_TASK BRIEF_
Convert every line of the rows below into a JSON list of strings with one string per line, skipping blank lines. Leave the pictures out of the list.

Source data
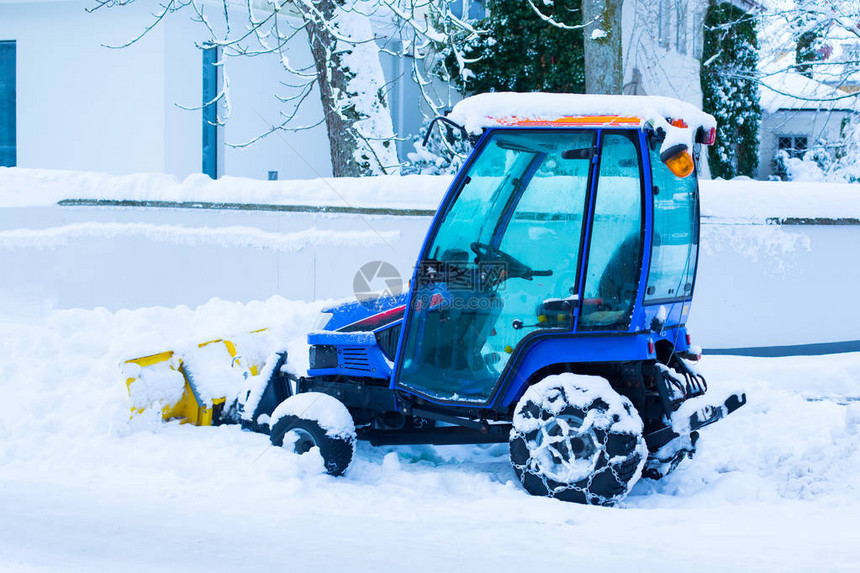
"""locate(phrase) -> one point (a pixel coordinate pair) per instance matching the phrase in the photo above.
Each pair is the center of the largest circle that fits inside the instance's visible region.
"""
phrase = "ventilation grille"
(356, 359)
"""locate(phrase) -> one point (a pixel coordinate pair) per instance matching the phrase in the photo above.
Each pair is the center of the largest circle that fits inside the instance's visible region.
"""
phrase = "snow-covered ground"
(775, 487)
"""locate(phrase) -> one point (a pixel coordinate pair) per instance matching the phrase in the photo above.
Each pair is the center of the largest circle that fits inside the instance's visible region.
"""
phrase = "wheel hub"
(564, 450)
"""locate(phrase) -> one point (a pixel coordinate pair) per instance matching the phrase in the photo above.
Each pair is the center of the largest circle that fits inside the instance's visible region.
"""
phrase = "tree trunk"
(603, 58)
(352, 90)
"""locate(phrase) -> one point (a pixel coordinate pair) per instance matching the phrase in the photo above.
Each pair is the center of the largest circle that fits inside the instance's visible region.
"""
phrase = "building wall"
(84, 106)
(815, 125)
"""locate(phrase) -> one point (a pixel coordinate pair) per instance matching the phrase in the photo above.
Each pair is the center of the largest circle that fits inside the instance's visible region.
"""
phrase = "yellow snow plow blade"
(188, 387)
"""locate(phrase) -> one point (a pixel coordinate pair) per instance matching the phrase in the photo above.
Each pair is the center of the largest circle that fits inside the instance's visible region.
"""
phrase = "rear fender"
(550, 351)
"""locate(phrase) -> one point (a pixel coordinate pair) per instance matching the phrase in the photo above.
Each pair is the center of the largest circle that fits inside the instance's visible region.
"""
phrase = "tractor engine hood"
(363, 316)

_SOLUTION_
[
  "\"\"\"locate(phrase) -> one point (a pixel coordinate pair) per instance matching the phrase in the photo above.",
  "Each pair is the center of the largest circle that fits inside the instance's visible region.",
  "\"\"\"",
  "phrase = \"ventilation grille\"",
  "(356, 359)",
  "\"\"\"locate(phrase) -> one point (a pixel coordinate pair) per instance matching the phrase in the photo above.",
  "Each pair is the center of the largest circle that fits inside the instance's visible region.",
  "\"\"\"",
  "phrase = \"snow-covered ground\"",
  "(775, 487)",
  "\"\"\"locate(phrase) -> one point (a pixel coordinate pair) per instance matching the phrase in the photo above.",
  "Each pair is the center of the largest circle that fits inside the instance's visible region.",
  "\"\"\"",
  "phrase = \"wheel hub\"",
  "(564, 450)",
  "\"\"\"locate(phrase) -> one point (a pixel coordinate pair) per instance matching the phrase in the photo above.",
  "Each pair is the center of the largest circle that fits inside the instance's visible region.",
  "\"\"\"",
  "phrase = \"tree trunk\"",
  "(603, 58)",
  "(352, 90)",
  "\"\"\"locate(phrase) -> one point (a pixel coordinate pair) per instance matching the phrase in the photo above.",
  "Each pair is the center of the largest circle that fits inside the instance's visible region.",
  "\"\"\"",
  "phrase = \"building wall\"",
  "(84, 106)",
  "(815, 125)",
  "\"\"\"locate(phrase) -> one point (a pixel coordinate pair) per instance matching the phrase in the photo above.",
  "Each pair is the center of the largest circle that fits inside the instance's visible region.",
  "\"\"\"",
  "phrase = \"yellow snow plow blade\"",
  "(188, 387)",
  "\"\"\"locate(phrase) -> one point (a pixel coordinate pair) per instance matching the phrase in the photo above.",
  "Each pair is the center of the largest circle that fits inside the instance's visible region.",
  "\"\"\"",
  "phrase = \"rear fender\"",
  "(550, 351)",
  "\"\"\"locate(phrase) -> one point (a pixel coordinate pair) per instance matching the phrase in the photo above.",
  "Each pair is the center of the largest circle that fits inside the instance's visible region.",
  "\"\"\"",
  "phrase = \"tractor engine hood\"",
  "(363, 316)"
]